**Requirement**
The data below calls for an exact copy.

-- Provided data follows --

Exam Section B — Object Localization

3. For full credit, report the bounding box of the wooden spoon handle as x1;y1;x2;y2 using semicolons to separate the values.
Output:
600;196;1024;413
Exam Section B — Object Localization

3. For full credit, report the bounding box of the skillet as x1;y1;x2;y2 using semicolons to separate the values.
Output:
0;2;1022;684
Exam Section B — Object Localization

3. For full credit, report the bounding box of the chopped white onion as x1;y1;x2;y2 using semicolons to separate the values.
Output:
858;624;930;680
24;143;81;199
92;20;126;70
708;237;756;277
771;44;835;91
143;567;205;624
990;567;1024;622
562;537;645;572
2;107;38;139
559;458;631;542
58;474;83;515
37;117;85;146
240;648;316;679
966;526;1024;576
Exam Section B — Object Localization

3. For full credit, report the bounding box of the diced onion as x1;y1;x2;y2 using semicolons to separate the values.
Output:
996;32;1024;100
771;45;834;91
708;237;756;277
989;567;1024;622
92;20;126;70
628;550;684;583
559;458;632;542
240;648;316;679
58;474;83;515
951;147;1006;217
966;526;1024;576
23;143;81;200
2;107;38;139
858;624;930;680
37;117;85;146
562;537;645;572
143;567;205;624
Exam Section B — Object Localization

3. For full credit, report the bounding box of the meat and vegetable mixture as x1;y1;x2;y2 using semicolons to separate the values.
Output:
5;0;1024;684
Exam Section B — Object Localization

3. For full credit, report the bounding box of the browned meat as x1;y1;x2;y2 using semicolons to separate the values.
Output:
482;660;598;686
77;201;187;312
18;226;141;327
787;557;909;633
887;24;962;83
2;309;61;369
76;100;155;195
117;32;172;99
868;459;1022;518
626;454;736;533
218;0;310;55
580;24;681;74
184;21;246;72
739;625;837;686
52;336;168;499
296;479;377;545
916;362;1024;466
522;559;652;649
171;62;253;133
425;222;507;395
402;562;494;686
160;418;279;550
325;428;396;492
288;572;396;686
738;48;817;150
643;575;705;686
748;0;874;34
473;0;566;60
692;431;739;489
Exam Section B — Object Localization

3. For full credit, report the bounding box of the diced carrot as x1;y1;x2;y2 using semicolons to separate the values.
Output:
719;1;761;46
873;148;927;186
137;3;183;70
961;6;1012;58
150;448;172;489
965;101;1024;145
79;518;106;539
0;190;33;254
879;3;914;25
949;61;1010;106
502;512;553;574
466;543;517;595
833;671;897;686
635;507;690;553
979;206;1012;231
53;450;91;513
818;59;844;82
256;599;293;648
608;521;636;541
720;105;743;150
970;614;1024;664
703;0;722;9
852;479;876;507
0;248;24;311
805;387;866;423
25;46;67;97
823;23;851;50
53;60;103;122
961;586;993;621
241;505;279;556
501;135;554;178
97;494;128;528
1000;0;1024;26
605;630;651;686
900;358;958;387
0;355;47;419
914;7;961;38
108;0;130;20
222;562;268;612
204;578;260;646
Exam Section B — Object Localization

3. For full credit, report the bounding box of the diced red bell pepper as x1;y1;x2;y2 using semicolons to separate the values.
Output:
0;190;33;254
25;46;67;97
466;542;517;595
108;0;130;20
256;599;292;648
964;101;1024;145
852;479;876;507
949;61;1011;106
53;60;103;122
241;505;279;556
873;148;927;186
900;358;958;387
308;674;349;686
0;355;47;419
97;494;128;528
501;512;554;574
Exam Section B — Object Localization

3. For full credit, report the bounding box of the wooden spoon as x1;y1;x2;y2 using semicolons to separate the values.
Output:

-- Provided data concluded --

**Expected answer**
Exam Section B — Object Localization

3. For full credit, report the bounding box of the wooden spoon handle as x1;y1;x2;y2 using semicolons to separate the values.
Output:
600;196;1024;413
Exam Section B — Object Localization

3. For full credit, report the bounding box of the skillet as x1;y1;x2;y2 using semicolons to separate the values.
Output:
0;2;1022;684
Exam Section B — Object Localization

3. For full credit, report the bounding box of the chopped white onion as x1;y1;x2;y2 using semicolons to separate the values.
Output:
858;624;930;680
24;143;81;199
92;20;126;70
708;237;756;277
771;44;835;91
143;567;205;624
990;567;1024;622
562;537;645;572
2;107;38;139
559;458;631;542
58;474;83;515
37;117;85;146
240;648;316;679
966;526;1024;576
Exam Section B — Object Localization

3. For full credit, report the bounding box of the diced onion as x1;y1;x2;y2 using semicolons to separate the values.
Output:
996;32;1024;100
771;45;834;91
708;237;756;277
989;567;1024;622
92;20;126;70
628;550;684;583
559;458;632;542
240;648;316;679
58;474;83;515
951;147;1006;217
966;526;1024;576
23;143;81;200
2;107;38;139
858;624;930;680
37;117;85;146
562;537;645;572
143;567;205;624
Exam Section B — Object Localization

3. For full credit, report the bounding box of the meat and vegetable mixture as x1;y1;x2;y2 using semicolons to separate the values.
Output:
5;0;1024;684
Exam Section B — Object Localization

3. For full credit, report the bounding box of the browned meat as x1;y1;x2;y2 using semicolons to separate the values.
Output:
482;660;598;686
77;201;187;312
18;226;141;327
787;557;909;633
887;24;962;83
2;309;61;369
76;100;155;195
117;32;172;99
868;459;1022;518
626;454;736;533
218;0;310;55
580;24;681;74
184;21;246;72
739;625;837;686
52;336;168;499
296;479;377;545
916;362;1024;466
522;559;652;649
171;62;253;133
425;222;507;395
402;562;494;686
160;418;279;550
325;428;396;492
288;572;396;686
738;48;817;150
643;575;705;686
748;0;874;34
473;0;566;60
692;431;739;489
Exam Section B — Object Localization

3. For full credit, report the bounding box of the diced carrot as x1;y1;x2;y2 using semicolons to separate the values.
Output:
719;1;761;46
873;148;927;186
137;3;183;70
961;6;1012;58
150;448;172;489
965;101;1024;145
79;518;106;539
0;190;33;254
879;3;914;25
949;61;1010;106
502;512;553;574
466;543;517;595
833;671;897;686
635;507;690;553
979;206;1012;231
53;450;91;513
818;59;844;82
256;599;293;648
608;521;636;541
720;105;743;150
970;614;1024;664
703;0;722;9
852;479;876;507
0;248;24;311
805;387;866;423
25;46;67;97
823;23;851;50
53;60;103;122
961;586;993;621
241;505;279;556
501;135;554;178
97;494;128;528
1000;0;1024;26
605;630;651;686
900;358;958;387
0;355;47;419
914;7;961;38
108;0;130;20
222;562;268;612
204;578;260;646
Exam Section B — Object Localization

3. For full credit, report the bounding box of the diced red bell pepper as x1;y1;x2;y2 using semicolons to separate the values.
Output:
0;190;33;254
25;46;67;97
466;542;517;595
108;0;130;20
256;599;292;648
964;101;1024;145
852;479;876;507
949;61;1011;106
53;60;103;122
241;505;279;556
873;148;927;186
900;358;958;387
308;674;349;686
0;355;47;419
97;494;128;528
501;512;554;574
Exam Section B — Object Localization

3. For full credit, report the bounding box of the wooden spoon as x1;y1;x2;y2 using semicolons to separate the values.
Output:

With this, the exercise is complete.